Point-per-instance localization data
<<<<

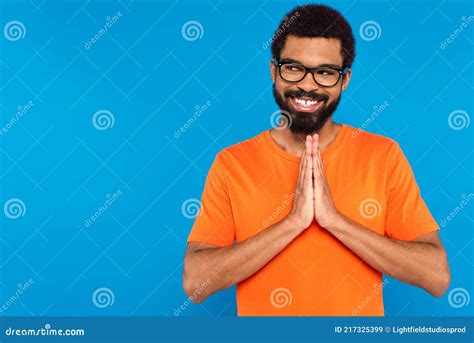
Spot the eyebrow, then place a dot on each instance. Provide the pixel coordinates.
(327, 65)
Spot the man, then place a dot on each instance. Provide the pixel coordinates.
(306, 218)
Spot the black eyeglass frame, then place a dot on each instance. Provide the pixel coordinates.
(341, 71)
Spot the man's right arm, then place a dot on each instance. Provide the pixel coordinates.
(208, 269)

>>>>

> Assignment
Would you reproduce the lines above exactly, without carrying over the pictures?

> Task answer
Spot the eyebrow, then place a dot on each instance. Provide the pixel coordinates.
(327, 65)
Spot the man, then place a dot on each instance. Provide the pixel coordinates.
(306, 218)
Spot the black eyeglass frame, then place a dot on each instance. Provide the pixel coordinates.
(341, 71)
Spot the man's right arm, then place a dot on each instance. Provide the pixel coordinates.
(208, 269)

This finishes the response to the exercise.